__INFORMATION PROVIDED__:
============
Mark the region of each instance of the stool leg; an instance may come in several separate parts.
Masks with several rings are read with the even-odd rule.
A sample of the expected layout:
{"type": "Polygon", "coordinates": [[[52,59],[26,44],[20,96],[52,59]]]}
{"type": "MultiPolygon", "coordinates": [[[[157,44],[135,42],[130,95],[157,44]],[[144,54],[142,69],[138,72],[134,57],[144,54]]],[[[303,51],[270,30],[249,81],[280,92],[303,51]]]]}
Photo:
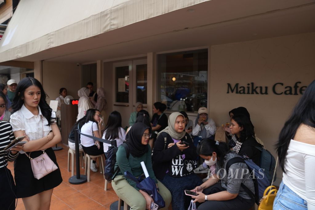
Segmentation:
{"type": "Polygon", "coordinates": [[[87,166],[85,170],[87,170],[88,172],[88,181],[89,182],[90,181],[90,171],[91,170],[90,169],[90,164],[91,164],[91,158],[87,154],[86,154],[85,156],[87,157],[87,159],[88,159],[88,166],[87,166]]]}
{"type": "Polygon", "coordinates": [[[71,154],[71,176],[74,175],[74,154],[71,154]]]}
{"type": "Polygon", "coordinates": [[[69,172],[70,169],[70,152],[68,151],[68,172],[69,172]]]}
{"type": "Polygon", "coordinates": [[[80,157],[81,157],[80,159],[81,159],[81,163],[82,164],[81,167],[82,167],[82,168],[84,168],[84,161],[83,160],[83,158],[84,157],[83,156],[84,156],[84,153],[83,152],[80,152],[80,157]]]}
{"type": "Polygon", "coordinates": [[[88,165],[88,156],[86,155],[85,156],[85,157],[84,159],[85,164],[85,168],[84,170],[84,175],[86,175],[87,174],[88,172],[86,171],[87,166],[88,165]]]}
{"type": "Polygon", "coordinates": [[[118,198],[118,209],[120,210],[120,207],[121,206],[121,199],[120,198],[118,198]]]}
============
__PROBLEM REQUIREMENTS__: Express every line of the records above as a Markdown table with two columns, No. for the row number and Line for the line itself, and skip any blank lines. Leave the pictures out of the answer.

__EXPECTED ANSWER__:
| No. | Line |
|---|---|
| 1 | Mark the region of each instance of the stool leg; an instance may come in several separate parts. |
| 2 | Masks with several rings are read with the even-odd rule. |
| 3 | A sample of the expected layout: |
| 4 | {"type": "Polygon", "coordinates": [[[52,59],[26,44],[20,96],[52,59]]]} |
| 5 | {"type": "MultiPolygon", "coordinates": [[[[157,44],[135,42],[130,95],[157,44]],[[144,54],[142,69],[138,72],[134,57],[144,54]]],[[[303,51],[270,30],[249,81],[280,92],[303,51]]]]} |
| 6 | Photo: |
| 7 | Segmentation: |
| 8 | {"type": "Polygon", "coordinates": [[[87,166],[85,170],[87,170],[88,172],[88,181],[89,182],[90,181],[90,171],[91,170],[90,169],[90,164],[91,164],[91,158],[87,154],[86,154],[85,156],[87,157],[87,159],[88,159],[88,166],[87,166]]]} |
| 9 | {"type": "Polygon", "coordinates": [[[71,154],[71,176],[74,175],[74,154],[71,154]]]} |
| 10 | {"type": "Polygon", "coordinates": [[[69,172],[70,169],[70,152],[68,151],[68,172],[69,172]]]} |
| 11 | {"type": "Polygon", "coordinates": [[[80,157],[81,157],[80,159],[81,159],[81,163],[82,164],[81,167],[82,167],[82,168],[84,168],[84,161],[83,160],[83,158],[84,157],[83,156],[84,156],[84,153],[83,152],[80,152],[80,157]]]} |
| 12 | {"type": "Polygon", "coordinates": [[[88,165],[88,156],[86,155],[85,156],[85,157],[84,159],[85,164],[85,168],[84,170],[84,175],[86,175],[87,174],[88,172],[86,171],[87,166],[88,165]]]} |
| 13 | {"type": "Polygon", "coordinates": [[[118,198],[118,209],[120,210],[120,207],[121,206],[121,199],[120,198],[118,198]]]} |